# What you will do
Output, unchanged, the stretch of the passage about Jon that starts at the words "Jon took this" and stops after "in South Bend.".

The next year, several new students transferred into the college, and Jon found what he had been looking for. They formed a debating club, the Dead Prophets’ Society, and met on Friday nights to discuss short papers. “My life would have been quite different had it not been for that group of friends,” he says. “They were serious intellectuals and serious Christians.”

One of those friends gave Jon a definition of education that has stuck with him over the years: “Education is composed of long periods of dignified confusion punctuated by moments of pristine coherence that endear the soul to learning.”

“I dislike school, but I love learning,” he told the students at Greenlawn. “And here’s an insight for you about Trinity Schools. Most of your Trinity teachers are exactly the same way. And we want you to be the same way.”

***

Jon took this photo of a fire hydrant a few blocks away from Greenlawn as part of his “South Bend 365” project.

I take Jon on a driving tour of the northwest side of South Bend, through a landscape of vacant lots, dilapidated houses and winter grit. It’s a part of town that many local residents avoid and have long since moved away from, myself included. Ever since he arrived in South Bend, Jon has made a habit of wandering the city and the surrounding countryside, following the roads wherever they take him. He brings his camera and takes pictures of the things he finds, not just the local landmarks but oddities that locals like me have stopped noticing: an abandoned trailer, the underside of a bridge, a man crossing a snowy street, an old cemetery or church. He set a goal for himself of posting a picture a day for a year, the first year of his new life in South Bend.

# Dataset records
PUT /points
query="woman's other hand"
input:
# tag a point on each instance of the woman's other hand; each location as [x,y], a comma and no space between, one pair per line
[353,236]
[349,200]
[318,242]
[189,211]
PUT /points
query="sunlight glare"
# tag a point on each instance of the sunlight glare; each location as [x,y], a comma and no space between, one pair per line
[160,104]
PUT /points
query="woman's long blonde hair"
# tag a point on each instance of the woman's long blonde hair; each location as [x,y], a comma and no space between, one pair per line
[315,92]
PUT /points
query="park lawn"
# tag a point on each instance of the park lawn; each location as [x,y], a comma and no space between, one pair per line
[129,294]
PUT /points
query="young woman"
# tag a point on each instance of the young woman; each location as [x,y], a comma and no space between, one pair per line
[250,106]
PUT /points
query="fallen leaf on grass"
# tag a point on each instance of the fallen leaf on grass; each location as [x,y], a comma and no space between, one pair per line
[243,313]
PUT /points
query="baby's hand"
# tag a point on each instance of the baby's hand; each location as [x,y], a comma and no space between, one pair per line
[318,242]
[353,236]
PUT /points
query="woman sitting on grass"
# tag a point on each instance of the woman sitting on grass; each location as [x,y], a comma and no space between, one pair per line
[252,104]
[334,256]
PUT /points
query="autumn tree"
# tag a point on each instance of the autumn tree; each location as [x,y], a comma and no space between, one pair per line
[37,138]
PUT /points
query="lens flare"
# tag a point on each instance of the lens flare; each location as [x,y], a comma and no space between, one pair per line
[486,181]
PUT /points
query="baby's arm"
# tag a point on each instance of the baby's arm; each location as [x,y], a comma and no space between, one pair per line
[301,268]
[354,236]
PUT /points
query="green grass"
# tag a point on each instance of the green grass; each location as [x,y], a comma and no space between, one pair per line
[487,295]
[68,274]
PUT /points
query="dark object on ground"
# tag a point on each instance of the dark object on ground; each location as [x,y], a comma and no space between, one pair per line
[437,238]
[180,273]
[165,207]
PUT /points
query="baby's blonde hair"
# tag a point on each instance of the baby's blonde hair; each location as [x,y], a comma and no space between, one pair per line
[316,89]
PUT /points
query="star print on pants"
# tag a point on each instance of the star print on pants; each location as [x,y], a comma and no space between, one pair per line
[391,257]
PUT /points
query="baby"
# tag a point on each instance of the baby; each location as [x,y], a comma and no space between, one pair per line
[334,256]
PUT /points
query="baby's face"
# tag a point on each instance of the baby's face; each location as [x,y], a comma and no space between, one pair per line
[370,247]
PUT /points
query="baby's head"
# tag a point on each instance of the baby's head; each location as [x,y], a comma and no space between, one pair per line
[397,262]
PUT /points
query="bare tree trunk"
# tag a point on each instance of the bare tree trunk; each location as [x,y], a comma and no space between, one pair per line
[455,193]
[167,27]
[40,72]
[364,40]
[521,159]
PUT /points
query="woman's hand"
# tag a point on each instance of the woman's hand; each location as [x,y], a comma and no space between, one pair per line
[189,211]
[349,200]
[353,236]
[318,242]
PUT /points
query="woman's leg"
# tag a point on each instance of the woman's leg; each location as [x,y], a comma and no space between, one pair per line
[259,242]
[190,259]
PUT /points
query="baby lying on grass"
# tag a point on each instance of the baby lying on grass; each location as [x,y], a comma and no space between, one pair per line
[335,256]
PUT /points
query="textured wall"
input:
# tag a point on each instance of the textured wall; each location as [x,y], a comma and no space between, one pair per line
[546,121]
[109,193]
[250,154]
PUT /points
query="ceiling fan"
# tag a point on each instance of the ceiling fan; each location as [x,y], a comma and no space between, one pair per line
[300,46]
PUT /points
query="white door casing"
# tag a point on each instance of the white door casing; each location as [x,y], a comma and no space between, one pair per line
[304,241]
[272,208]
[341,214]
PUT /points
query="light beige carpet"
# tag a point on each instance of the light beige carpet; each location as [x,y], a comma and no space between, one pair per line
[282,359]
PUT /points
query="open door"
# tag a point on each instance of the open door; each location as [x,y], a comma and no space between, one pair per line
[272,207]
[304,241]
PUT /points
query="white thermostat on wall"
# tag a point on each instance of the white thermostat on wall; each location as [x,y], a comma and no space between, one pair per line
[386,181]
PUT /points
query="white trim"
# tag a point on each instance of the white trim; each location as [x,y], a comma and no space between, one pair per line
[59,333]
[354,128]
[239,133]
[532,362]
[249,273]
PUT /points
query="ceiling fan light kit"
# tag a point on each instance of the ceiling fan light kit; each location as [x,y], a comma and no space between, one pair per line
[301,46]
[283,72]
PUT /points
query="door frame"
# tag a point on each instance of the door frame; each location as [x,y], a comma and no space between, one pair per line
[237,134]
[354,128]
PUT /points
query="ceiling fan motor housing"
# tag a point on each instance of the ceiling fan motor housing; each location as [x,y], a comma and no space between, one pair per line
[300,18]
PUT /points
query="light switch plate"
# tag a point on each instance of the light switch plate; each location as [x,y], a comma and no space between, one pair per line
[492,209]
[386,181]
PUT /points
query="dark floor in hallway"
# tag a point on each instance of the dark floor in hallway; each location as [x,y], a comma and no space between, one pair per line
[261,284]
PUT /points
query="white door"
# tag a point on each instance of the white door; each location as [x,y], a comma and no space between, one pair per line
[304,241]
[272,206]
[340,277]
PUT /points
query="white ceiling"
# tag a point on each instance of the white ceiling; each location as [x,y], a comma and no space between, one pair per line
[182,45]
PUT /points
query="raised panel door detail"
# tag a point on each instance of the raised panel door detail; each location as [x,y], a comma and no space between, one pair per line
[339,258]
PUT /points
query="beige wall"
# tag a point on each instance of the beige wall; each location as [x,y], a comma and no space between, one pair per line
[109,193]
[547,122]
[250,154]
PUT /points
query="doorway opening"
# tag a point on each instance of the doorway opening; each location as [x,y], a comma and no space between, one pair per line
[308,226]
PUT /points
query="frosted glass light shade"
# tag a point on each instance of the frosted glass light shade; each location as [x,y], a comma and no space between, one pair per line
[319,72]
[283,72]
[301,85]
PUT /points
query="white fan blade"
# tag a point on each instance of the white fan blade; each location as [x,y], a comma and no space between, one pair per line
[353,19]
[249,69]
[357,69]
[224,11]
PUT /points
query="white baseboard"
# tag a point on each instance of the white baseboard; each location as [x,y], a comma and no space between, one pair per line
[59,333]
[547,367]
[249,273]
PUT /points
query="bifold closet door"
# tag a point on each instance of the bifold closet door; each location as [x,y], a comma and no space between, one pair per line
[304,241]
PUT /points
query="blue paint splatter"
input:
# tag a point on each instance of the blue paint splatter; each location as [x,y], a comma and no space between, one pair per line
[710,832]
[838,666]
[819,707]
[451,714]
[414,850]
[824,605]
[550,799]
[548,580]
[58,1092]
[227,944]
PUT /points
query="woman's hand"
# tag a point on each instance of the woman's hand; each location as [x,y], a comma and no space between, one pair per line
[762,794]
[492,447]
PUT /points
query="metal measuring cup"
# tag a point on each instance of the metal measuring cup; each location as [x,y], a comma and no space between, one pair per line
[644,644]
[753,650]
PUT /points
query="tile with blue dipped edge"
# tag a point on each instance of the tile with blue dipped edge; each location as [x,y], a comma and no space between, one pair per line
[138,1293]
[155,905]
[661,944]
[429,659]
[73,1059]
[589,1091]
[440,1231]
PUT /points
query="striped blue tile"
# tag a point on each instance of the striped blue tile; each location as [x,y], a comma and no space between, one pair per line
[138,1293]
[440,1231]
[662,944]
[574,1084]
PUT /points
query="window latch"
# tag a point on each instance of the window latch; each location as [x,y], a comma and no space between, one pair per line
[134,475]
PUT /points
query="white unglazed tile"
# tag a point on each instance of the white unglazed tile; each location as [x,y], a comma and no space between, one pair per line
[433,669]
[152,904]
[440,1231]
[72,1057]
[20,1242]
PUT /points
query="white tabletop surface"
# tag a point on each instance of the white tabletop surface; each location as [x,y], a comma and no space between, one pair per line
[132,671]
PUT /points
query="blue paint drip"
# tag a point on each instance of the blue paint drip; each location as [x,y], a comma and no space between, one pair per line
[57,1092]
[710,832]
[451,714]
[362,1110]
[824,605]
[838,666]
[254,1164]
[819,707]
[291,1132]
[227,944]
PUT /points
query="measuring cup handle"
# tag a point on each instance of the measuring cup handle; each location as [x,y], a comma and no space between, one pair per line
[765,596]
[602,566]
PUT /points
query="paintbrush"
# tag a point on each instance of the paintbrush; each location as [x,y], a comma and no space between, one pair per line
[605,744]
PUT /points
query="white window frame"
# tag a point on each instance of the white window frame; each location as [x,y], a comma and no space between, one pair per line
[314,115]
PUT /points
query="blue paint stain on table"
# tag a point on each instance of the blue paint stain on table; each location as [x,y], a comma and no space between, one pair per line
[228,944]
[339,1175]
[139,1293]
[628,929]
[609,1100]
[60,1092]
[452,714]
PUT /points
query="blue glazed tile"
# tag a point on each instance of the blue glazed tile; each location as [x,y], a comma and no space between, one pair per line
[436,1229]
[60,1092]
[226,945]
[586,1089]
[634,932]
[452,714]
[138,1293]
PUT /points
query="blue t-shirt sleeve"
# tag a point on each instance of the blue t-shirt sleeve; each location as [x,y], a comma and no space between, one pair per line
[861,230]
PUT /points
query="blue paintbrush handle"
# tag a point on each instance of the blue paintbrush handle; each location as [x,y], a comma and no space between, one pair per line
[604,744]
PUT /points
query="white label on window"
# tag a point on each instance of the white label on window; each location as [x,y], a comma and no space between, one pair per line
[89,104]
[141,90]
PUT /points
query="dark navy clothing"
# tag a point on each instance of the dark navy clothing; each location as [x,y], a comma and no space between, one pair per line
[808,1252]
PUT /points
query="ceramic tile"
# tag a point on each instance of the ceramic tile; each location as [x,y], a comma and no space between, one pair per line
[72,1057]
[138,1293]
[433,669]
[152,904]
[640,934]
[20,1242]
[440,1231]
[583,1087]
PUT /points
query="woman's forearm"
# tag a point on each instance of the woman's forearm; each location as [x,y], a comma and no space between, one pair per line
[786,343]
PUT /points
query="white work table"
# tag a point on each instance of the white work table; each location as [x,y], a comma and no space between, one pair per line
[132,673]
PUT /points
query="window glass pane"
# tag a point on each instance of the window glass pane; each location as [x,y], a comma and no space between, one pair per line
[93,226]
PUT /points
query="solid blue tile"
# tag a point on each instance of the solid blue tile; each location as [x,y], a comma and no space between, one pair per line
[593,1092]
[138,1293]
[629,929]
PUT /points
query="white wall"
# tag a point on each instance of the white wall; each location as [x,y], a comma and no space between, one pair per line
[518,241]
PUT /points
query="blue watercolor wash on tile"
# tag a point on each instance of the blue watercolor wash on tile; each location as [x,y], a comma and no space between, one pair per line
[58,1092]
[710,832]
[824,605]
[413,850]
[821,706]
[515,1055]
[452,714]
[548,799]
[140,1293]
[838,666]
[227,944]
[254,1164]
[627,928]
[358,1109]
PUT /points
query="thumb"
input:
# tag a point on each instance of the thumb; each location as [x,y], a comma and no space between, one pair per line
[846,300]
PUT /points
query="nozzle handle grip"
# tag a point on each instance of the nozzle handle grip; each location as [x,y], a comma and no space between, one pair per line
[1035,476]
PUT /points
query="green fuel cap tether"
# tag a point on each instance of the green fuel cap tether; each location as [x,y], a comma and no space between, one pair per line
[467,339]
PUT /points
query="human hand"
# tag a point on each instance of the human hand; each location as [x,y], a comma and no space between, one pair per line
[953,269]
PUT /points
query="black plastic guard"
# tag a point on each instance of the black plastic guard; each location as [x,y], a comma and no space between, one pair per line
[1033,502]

# Response to the task
Jon took this photo of a fire hydrant a few blocks away from Greenlawn as part of his “South Bend 365” project.

I take Jon on a driving tour of the northwest side of South Bend, through a landscape of vacant lots, dilapidated houses and winter grit. It’s a part of town that many local residents avoid and have long since moved away from, myself included. Ever since he arrived in South Bend, Jon has made a habit of wandering the city and the surrounding countryside, following the roads wherever they take him. He brings his camera and takes pictures of the things he finds, not just the local landmarks but oddities that locals like me have stopped noticing: an abandoned trailer, the underside of a bridge, a man crossing a snowy street, an old cemetery or church. He set a goal for himself of posting a picture a day for a year, the first year of his new life in South Bend.